--- start of DATASET CONTENT ---

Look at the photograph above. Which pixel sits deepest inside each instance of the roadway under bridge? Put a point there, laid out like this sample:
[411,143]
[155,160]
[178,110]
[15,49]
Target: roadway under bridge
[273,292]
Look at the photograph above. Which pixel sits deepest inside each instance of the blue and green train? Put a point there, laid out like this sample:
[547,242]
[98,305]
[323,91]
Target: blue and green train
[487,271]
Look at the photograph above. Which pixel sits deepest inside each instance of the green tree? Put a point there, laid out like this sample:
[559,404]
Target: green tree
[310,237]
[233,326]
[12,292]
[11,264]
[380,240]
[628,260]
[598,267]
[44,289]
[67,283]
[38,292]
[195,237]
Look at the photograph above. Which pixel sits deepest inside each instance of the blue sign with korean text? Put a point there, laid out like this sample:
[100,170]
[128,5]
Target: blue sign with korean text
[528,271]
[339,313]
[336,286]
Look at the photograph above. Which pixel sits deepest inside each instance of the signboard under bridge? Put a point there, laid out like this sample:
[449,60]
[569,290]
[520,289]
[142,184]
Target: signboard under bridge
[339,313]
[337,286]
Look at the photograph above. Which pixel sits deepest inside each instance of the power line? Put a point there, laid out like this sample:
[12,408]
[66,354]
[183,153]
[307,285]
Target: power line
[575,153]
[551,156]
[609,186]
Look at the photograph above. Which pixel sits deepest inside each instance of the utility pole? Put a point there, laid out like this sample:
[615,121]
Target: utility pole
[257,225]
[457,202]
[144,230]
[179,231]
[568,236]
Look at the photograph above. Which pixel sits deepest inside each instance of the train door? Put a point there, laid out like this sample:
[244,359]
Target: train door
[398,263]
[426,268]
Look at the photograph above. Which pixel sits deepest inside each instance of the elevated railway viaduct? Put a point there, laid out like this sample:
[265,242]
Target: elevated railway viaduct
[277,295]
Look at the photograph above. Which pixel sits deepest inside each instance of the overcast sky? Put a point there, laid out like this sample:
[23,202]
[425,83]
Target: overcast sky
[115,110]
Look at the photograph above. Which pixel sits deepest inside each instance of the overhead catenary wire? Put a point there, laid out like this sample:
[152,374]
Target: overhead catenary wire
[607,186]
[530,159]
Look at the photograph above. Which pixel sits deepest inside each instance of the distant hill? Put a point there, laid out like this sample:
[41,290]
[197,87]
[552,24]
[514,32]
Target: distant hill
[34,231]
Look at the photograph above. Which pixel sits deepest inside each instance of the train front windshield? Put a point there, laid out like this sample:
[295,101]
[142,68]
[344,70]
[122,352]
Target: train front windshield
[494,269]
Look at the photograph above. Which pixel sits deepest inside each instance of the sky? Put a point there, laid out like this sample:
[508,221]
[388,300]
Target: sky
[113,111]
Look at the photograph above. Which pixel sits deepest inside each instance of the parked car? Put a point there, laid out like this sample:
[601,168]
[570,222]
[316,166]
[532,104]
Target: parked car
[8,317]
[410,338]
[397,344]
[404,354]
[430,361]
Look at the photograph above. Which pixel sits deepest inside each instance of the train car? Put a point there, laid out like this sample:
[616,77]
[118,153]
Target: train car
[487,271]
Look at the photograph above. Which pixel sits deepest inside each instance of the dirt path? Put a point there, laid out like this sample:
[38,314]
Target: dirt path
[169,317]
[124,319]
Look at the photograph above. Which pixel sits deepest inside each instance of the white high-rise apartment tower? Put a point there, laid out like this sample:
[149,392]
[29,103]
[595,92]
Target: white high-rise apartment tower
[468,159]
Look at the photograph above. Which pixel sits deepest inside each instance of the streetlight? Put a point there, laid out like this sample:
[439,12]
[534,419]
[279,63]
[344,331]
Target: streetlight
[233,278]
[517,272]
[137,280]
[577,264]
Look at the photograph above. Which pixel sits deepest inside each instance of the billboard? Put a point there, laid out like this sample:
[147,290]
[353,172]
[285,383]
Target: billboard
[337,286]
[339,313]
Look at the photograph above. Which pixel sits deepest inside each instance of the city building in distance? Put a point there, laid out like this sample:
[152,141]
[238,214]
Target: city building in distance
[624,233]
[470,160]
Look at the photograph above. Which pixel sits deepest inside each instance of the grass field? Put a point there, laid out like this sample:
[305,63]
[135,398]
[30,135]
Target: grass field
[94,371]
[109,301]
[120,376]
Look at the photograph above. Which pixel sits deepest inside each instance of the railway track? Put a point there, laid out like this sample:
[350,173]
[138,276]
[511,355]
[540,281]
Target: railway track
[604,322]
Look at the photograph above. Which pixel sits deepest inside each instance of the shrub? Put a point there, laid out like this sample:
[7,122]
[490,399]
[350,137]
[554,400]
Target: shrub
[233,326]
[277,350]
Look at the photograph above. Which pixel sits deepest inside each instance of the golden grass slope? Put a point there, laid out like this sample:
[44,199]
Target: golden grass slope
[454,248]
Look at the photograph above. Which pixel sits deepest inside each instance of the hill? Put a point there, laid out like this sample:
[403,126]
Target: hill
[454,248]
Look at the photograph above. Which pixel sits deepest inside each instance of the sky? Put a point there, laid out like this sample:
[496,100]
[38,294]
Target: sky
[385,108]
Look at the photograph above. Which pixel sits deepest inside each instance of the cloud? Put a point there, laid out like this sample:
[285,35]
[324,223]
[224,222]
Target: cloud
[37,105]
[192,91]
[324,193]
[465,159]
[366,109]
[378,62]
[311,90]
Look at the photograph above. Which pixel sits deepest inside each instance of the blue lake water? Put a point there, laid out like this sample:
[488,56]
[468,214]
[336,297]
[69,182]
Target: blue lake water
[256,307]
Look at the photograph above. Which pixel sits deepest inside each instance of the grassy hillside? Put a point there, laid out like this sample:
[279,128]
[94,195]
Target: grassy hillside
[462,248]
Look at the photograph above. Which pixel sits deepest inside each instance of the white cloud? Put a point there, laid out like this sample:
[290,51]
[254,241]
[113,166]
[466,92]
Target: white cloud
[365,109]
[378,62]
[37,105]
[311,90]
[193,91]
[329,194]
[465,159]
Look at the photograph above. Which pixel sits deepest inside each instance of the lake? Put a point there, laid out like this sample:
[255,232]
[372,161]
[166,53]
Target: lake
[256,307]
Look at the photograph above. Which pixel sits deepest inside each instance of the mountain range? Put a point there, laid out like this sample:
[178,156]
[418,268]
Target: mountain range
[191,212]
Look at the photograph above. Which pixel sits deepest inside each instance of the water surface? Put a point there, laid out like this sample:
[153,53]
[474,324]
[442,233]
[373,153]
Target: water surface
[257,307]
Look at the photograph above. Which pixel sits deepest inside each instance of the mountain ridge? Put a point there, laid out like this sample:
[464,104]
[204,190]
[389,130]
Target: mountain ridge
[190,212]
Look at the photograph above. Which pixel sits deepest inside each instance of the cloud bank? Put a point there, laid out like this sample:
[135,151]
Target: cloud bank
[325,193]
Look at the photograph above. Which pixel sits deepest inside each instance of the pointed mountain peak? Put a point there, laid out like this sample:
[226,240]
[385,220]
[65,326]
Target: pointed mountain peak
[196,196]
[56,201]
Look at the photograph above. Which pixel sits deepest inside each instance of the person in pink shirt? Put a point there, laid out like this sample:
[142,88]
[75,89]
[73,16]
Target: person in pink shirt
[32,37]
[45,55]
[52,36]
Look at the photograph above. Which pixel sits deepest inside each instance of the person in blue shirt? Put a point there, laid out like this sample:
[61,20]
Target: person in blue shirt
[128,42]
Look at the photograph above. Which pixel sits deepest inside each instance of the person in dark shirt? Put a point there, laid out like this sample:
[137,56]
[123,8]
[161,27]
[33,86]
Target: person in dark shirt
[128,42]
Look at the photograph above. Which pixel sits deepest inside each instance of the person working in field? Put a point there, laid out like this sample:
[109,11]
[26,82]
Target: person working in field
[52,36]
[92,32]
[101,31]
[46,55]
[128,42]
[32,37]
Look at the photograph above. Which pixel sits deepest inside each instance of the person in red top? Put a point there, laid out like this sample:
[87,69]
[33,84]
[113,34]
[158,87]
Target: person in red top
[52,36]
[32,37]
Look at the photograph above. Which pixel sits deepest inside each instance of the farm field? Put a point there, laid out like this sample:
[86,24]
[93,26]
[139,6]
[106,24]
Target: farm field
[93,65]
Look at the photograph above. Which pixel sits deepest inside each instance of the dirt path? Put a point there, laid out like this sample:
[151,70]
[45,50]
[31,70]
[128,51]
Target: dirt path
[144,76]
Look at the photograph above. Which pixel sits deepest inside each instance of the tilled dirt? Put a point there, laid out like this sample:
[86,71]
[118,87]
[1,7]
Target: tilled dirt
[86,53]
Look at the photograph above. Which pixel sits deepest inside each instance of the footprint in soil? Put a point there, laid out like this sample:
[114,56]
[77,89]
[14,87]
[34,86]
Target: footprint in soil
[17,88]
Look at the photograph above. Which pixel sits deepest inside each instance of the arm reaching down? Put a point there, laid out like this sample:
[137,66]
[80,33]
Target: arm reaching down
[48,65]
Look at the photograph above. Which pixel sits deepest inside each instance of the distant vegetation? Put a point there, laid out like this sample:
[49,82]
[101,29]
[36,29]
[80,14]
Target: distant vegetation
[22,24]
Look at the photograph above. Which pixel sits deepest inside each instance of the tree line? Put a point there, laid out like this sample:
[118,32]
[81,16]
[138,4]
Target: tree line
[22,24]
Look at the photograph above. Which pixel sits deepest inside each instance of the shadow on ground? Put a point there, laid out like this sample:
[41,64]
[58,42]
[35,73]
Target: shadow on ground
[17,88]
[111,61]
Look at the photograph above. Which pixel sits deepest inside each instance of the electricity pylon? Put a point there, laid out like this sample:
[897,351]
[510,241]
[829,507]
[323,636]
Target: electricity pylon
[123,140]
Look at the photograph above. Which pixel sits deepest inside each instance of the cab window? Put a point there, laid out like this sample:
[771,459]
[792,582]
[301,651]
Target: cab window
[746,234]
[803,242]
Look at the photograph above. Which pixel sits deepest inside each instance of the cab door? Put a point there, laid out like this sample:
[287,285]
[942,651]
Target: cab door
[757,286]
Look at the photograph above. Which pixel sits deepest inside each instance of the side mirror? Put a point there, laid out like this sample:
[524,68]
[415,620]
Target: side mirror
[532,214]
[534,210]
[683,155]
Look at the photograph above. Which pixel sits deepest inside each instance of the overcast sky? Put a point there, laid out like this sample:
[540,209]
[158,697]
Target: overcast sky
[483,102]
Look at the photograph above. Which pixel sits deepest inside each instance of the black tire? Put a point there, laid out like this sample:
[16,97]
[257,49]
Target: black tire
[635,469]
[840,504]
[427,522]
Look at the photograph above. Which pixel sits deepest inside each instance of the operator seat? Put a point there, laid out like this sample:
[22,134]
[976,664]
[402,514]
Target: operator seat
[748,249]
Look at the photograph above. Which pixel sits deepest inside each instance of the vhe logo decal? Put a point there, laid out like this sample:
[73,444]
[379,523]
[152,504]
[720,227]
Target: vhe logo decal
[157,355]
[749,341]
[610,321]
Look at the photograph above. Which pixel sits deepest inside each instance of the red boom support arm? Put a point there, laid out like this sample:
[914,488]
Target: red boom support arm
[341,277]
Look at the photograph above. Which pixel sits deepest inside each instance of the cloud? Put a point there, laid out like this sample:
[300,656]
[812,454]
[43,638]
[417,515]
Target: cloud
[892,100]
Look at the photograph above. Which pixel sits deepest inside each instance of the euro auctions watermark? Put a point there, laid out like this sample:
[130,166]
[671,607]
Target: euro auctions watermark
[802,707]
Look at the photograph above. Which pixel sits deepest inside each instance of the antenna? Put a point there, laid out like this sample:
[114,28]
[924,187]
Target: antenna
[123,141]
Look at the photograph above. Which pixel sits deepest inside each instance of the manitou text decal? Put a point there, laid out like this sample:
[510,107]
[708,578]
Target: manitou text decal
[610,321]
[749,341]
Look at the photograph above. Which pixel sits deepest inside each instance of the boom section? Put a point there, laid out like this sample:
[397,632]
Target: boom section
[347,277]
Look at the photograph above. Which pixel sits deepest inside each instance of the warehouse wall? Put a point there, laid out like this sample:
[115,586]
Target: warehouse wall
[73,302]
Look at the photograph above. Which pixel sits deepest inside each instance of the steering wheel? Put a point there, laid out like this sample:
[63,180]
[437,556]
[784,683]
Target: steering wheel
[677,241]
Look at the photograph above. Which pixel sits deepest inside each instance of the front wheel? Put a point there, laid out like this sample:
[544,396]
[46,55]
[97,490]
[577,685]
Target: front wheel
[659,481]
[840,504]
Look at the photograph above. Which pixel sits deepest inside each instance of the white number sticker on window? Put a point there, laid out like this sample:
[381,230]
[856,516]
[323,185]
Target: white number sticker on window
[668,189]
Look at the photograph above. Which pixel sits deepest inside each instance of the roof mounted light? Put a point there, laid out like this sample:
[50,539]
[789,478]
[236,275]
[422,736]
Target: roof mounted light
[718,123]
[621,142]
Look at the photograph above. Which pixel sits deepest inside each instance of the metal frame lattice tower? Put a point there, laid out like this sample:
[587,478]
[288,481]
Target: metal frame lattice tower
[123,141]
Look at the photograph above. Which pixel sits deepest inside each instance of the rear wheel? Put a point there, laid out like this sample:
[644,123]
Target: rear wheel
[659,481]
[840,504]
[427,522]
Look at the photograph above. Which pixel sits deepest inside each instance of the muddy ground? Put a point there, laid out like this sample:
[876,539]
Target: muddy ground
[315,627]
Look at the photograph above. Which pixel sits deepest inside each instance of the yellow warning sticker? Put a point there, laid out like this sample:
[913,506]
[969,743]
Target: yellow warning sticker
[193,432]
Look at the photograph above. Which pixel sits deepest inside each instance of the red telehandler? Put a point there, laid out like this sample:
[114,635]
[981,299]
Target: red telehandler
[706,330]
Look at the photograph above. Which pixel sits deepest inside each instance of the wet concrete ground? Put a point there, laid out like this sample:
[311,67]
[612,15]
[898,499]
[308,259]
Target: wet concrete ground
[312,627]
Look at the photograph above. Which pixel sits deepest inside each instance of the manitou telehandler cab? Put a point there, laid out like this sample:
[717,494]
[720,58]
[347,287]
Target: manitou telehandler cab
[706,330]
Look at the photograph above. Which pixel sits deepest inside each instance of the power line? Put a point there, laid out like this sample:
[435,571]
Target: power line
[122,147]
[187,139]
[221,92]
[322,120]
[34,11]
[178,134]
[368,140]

--- end of DATASET CONTENT ---

**GOAL OF THE EXERCISE:**
Transcribe word for word the lines from the one holding "of the rear" to the last line of the listing above, inclusive.

**FINAL RESULT:**
Look at the photograph above. Which pixel sits deepest inside each instance of the rear wheel? Put a point there, laid out like this sample:
[644,123]
Target: rear wheel
[659,481]
[840,504]
[427,522]
Look at the photograph above. Which pixel sits deepest inside each instance of the muddy ground? Put a point there, laid out like this sample:
[876,539]
Target: muddy ground
[315,627]
Look at the photograph above. Which pixel sits deepest inside each instance of the yellow warning sticker? Put a point there, laid out like this sample:
[913,506]
[969,743]
Target: yellow warning sticker
[193,432]
Look at the photograph above. Which pixel sits deepest inside each instance of the red telehandler? Put a point there, laid out like this sample:
[114,635]
[981,299]
Target: red telehandler
[706,330]
Look at the photograph above. Which pixel sits deepest inside each instance of the wet concrete ground? Put a point there, laid out like this sample:
[311,67]
[612,15]
[898,499]
[308,259]
Target: wet concrete ground
[312,627]
Look at the photograph above. Which pixel sits deepest inside each instance of the manitou telehandler cab? Put a point there, laid out like this sample:
[717,494]
[720,58]
[347,287]
Target: manitou telehandler cab
[706,330]
Look at the photograph above. Which pixel sits deepest inside each instance of the power line? Put a point there, laid out like this sample:
[435,571]
Target: power line
[122,147]
[187,139]
[221,92]
[322,120]
[34,11]
[178,134]
[368,140]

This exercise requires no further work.